══ Records shown
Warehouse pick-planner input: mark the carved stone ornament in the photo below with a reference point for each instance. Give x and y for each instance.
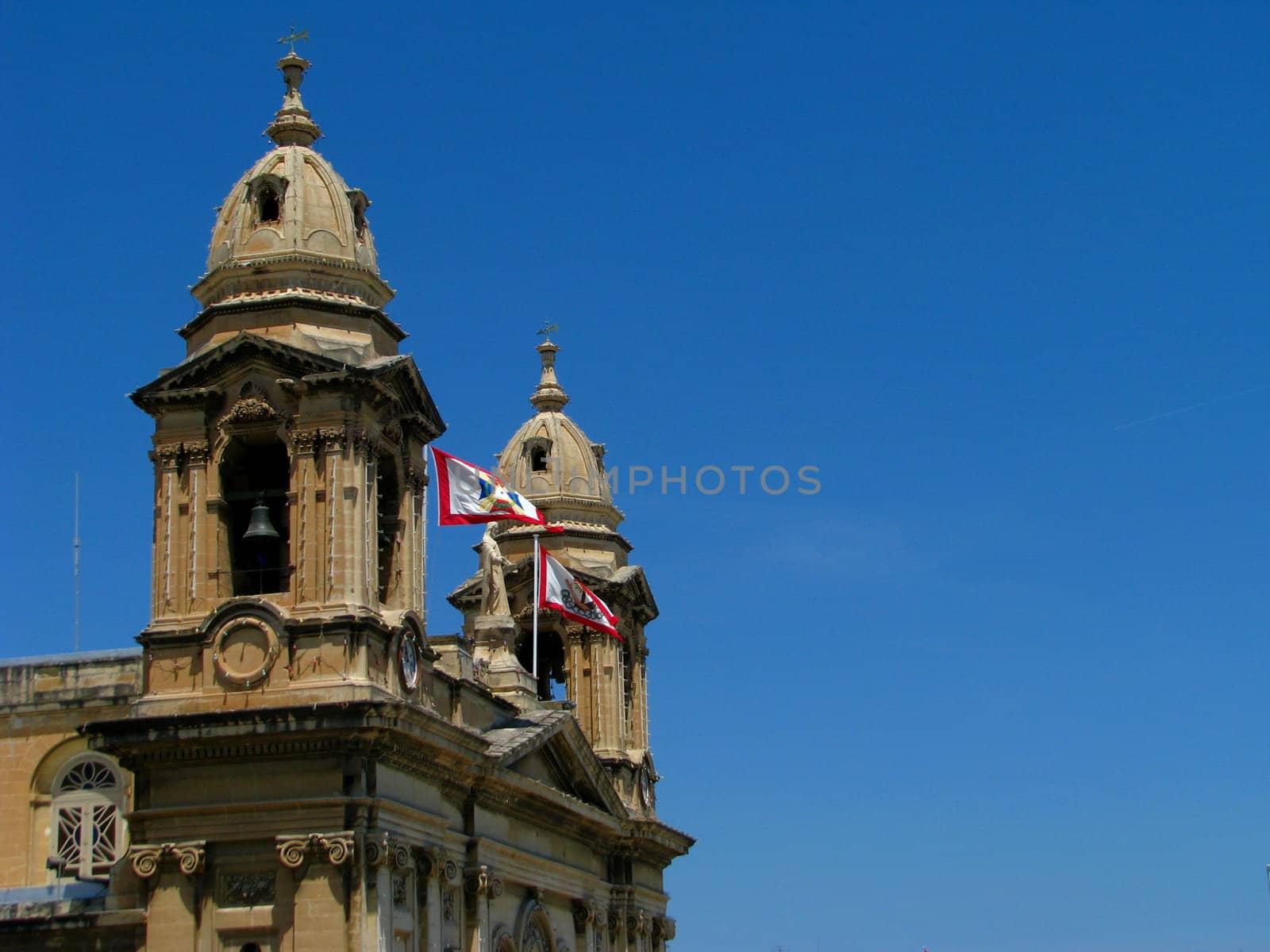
(535, 939)
(387, 850)
(305, 442)
(252, 406)
(664, 928)
(248, 889)
(333, 437)
(244, 651)
(583, 914)
(440, 865)
(483, 882)
(334, 848)
(196, 452)
(168, 455)
(637, 923)
(188, 857)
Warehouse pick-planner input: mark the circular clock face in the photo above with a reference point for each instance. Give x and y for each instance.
(408, 658)
(244, 651)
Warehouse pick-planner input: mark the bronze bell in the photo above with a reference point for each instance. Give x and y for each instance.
(260, 526)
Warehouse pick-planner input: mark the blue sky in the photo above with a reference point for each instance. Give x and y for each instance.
(1000, 272)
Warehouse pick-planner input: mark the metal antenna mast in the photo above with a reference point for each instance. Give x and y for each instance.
(76, 562)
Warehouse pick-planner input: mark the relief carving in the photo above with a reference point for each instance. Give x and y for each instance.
(583, 914)
(387, 850)
(484, 884)
(248, 889)
(188, 857)
(400, 889)
(336, 848)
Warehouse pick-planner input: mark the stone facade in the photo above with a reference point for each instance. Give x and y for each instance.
(291, 762)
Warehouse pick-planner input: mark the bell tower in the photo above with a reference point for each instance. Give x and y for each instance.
(562, 471)
(290, 517)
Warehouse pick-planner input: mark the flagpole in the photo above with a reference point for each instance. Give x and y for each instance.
(537, 588)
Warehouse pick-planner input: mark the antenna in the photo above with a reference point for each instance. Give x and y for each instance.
(76, 562)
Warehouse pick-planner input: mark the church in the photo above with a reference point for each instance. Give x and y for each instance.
(292, 761)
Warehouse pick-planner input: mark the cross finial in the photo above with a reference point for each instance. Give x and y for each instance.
(292, 37)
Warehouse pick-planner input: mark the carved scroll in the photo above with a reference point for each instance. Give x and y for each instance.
(334, 848)
(188, 857)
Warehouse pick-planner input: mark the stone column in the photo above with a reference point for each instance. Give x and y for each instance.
(175, 867)
(168, 570)
(495, 639)
(588, 923)
(483, 886)
(442, 871)
(321, 919)
(306, 536)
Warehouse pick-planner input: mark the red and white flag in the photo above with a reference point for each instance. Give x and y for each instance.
(470, 495)
(560, 590)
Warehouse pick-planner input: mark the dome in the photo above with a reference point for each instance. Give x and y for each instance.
(292, 254)
(552, 461)
(292, 202)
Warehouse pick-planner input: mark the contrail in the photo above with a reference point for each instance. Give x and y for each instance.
(1193, 406)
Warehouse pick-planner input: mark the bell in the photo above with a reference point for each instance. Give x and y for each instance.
(260, 526)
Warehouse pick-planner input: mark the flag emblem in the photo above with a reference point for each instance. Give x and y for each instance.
(559, 589)
(470, 495)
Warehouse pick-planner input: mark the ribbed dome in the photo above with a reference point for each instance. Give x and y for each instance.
(291, 253)
(552, 463)
(294, 202)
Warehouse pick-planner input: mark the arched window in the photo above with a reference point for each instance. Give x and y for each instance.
(87, 829)
(389, 524)
(550, 659)
(268, 205)
(254, 482)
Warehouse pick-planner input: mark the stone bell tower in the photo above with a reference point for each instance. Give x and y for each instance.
(289, 520)
(556, 465)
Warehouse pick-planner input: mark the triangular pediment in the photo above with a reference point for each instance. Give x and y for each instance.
(549, 748)
(202, 378)
(211, 367)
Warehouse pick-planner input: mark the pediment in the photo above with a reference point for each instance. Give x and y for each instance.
(203, 378)
(213, 367)
(549, 748)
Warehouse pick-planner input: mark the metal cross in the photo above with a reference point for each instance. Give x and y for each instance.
(302, 35)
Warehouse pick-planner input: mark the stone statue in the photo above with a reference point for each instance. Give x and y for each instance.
(492, 564)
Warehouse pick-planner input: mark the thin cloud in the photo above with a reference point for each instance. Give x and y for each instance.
(1193, 406)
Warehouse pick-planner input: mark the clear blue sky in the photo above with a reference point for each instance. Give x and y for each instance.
(999, 271)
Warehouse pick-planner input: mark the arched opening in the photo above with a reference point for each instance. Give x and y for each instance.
(628, 687)
(87, 831)
(550, 659)
(254, 482)
(389, 526)
(268, 205)
(359, 202)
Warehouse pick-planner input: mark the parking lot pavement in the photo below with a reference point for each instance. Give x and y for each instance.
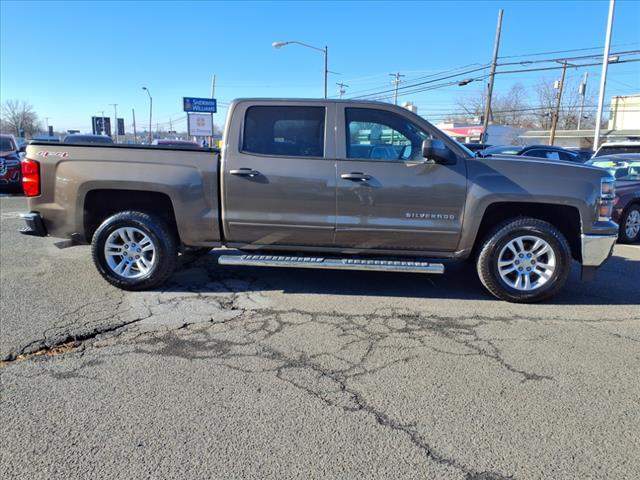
(243, 372)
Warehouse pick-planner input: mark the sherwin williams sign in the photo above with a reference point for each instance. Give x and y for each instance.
(200, 125)
(201, 105)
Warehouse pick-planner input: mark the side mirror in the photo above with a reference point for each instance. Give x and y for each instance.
(436, 150)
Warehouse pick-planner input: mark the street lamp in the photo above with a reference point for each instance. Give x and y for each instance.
(324, 50)
(150, 111)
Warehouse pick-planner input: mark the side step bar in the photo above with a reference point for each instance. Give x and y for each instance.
(332, 263)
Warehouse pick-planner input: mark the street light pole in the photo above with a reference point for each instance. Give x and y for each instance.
(325, 52)
(150, 111)
(554, 120)
(115, 113)
(135, 133)
(583, 92)
(603, 75)
(396, 81)
(487, 108)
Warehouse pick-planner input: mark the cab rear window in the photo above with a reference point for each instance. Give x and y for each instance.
(285, 131)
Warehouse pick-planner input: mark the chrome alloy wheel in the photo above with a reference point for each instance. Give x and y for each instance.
(632, 225)
(526, 263)
(129, 252)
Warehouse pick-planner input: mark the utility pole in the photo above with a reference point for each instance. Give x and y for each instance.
(556, 115)
(150, 111)
(396, 81)
(326, 69)
(115, 113)
(213, 95)
(341, 90)
(582, 90)
(135, 132)
(492, 78)
(603, 75)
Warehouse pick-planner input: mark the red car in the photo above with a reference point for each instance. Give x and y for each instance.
(625, 168)
(10, 177)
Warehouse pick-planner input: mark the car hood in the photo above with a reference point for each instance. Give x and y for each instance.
(542, 161)
(627, 186)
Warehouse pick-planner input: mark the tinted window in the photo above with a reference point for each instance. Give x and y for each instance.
(6, 145)
(382, 135)
(536, 153)
(568, 157)
(87, 139)
(284, 131)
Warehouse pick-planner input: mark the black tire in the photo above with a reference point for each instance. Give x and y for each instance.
(498, 238)
(624, 218)
(163, 239)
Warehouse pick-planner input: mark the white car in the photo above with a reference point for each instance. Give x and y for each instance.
(612, 148)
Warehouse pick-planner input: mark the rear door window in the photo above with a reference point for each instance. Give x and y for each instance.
(285, 131)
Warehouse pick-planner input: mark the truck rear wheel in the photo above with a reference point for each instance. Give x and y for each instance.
(134, 250)
(524, 260)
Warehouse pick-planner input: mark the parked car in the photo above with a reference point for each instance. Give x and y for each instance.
(612, 148)
(339, 184)
(583, 153)
(87, 138)
(10, 180)
(475, 147)
(626, 206)
(539, 151)
(168, 142)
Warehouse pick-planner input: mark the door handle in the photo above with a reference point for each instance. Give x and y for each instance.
(248, 172)
(356, 176)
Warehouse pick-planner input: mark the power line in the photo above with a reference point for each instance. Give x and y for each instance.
(536, 54)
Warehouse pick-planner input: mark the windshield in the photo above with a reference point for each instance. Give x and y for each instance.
(6, 145)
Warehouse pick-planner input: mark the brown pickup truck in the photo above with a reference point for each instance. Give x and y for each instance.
(324, 184)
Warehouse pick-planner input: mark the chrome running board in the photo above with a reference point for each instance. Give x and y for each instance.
(332, 263)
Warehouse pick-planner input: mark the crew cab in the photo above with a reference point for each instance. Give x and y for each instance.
(335, 184)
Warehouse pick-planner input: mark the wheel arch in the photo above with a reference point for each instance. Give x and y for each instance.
(565, 218)
(100, 204)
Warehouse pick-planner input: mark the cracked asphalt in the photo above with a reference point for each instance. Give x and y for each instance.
(251, 373)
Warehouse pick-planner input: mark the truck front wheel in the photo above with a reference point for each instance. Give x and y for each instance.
(134, 250)
(524, 260)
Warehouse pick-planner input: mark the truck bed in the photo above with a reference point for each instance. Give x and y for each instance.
(73, 175)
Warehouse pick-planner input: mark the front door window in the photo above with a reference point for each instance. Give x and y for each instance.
(382, 135)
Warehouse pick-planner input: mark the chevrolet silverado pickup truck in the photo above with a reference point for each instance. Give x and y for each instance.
(324, 184)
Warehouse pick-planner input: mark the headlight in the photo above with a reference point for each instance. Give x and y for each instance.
(607, 196)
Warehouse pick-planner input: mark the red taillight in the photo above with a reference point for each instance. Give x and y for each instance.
(31, 178)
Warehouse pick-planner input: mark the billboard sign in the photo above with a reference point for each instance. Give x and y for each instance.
(199, 105)
(200, 125)
(101, 125)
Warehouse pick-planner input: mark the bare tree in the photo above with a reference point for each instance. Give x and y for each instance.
(511, 108)
(569, 108)
(19, 115)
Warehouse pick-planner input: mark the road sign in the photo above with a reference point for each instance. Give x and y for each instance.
(200, 125)
(200, 105)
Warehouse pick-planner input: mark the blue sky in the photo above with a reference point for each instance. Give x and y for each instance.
(72, 59)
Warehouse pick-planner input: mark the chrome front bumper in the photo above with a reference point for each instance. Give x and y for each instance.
(596, 249)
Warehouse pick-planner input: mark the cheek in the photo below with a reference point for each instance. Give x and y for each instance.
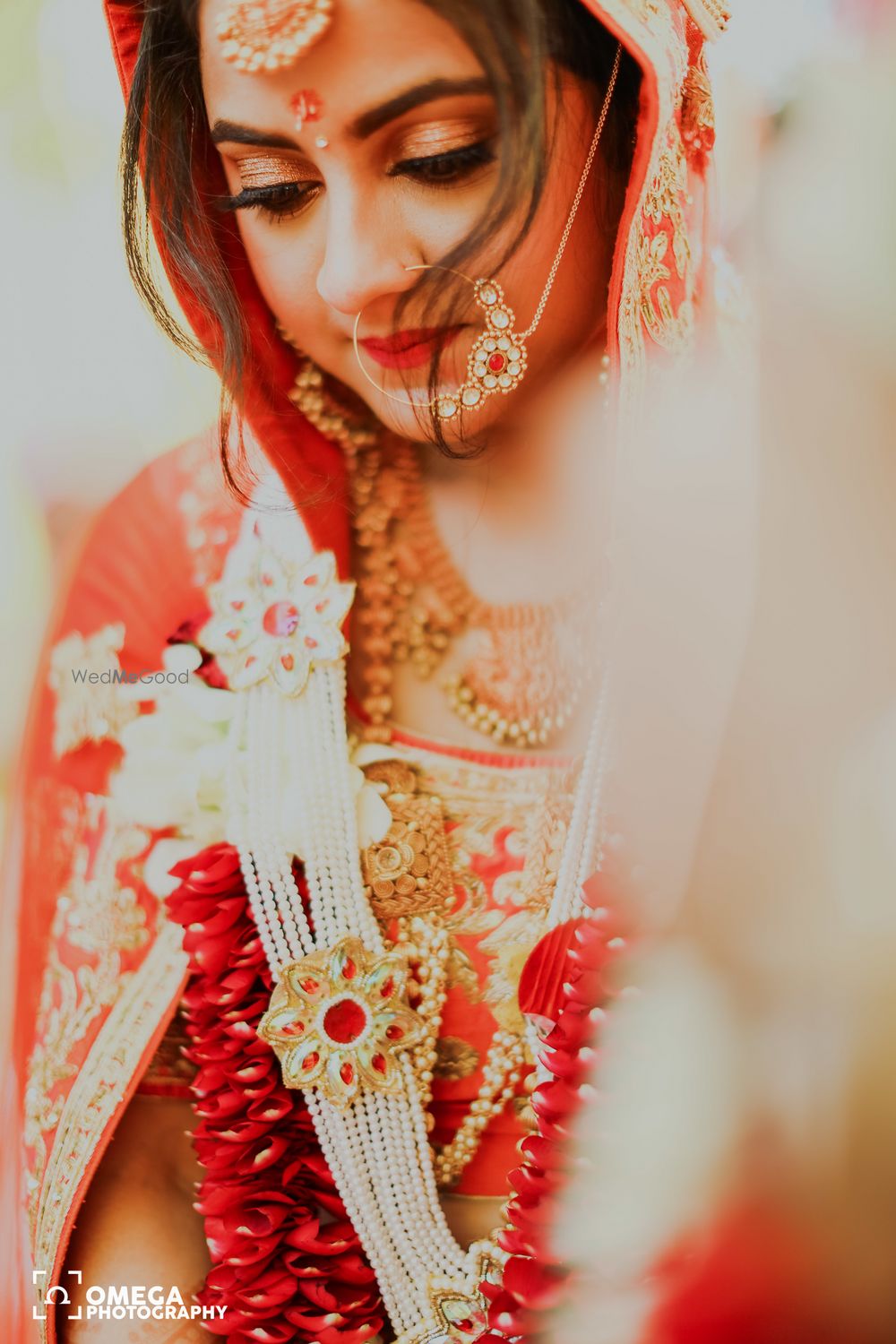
(285, 269)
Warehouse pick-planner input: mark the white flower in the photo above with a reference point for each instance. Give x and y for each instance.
(277, 621)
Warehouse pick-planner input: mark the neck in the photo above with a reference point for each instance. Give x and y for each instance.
(525, 513)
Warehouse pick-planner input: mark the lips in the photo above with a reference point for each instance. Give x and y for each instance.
(411, 349)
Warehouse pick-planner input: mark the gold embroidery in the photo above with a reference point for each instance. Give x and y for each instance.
(697, 110)
(711, 16)
(96, 914)
(664, 207)
(455, 1058)
(140, 1003)
(409, 871)
(88, 711)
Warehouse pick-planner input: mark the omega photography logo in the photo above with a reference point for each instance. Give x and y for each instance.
(117, 1301)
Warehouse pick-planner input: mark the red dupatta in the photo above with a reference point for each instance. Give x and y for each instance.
(101, 965)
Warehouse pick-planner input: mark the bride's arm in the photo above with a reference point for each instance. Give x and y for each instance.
(137, 1226)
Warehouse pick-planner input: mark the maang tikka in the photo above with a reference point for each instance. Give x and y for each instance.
(497, 360)
(266, 35)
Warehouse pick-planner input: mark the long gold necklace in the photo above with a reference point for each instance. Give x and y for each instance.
(532, 660)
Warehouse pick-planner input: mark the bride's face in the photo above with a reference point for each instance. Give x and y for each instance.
(392, 166)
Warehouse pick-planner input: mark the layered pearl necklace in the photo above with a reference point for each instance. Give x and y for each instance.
(340, 1019)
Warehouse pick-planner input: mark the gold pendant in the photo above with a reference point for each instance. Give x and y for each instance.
(339, 1019)
(458, 1308)
(409, 871)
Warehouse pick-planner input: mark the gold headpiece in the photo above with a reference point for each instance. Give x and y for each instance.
════
Requirements> Give back exactly the lines from the line holding "Warehouse pick-planner input: mark the long" through the last line of the listing, including both.

Output of the task>
Warehouse pick-planner input: mark the long gold necklace in the photo above with a reference point for each instance. Give x and y for each instance.
(532, 660)
Warehouse pick-planner input: mark the bride's face in the photo above with a reference point for each instance. Give x and y for each instance.
(392, 166)
Warehouse pick-planner input: mark the layered pearl necklace in the photo above with a reference point for each instance. Give x and y for each instance.
(340, 1019)
Warehouse pick-planner input: mark the gold pendant in the photo above with a reference point for each instance. Give x and y for each instance.
(339, 1019)
(458, 1308)
(409, 871)
Warehouse pick-planner input: mark the gold headpiece in the photo above with a reference point for each instance. Give x and y for each instance.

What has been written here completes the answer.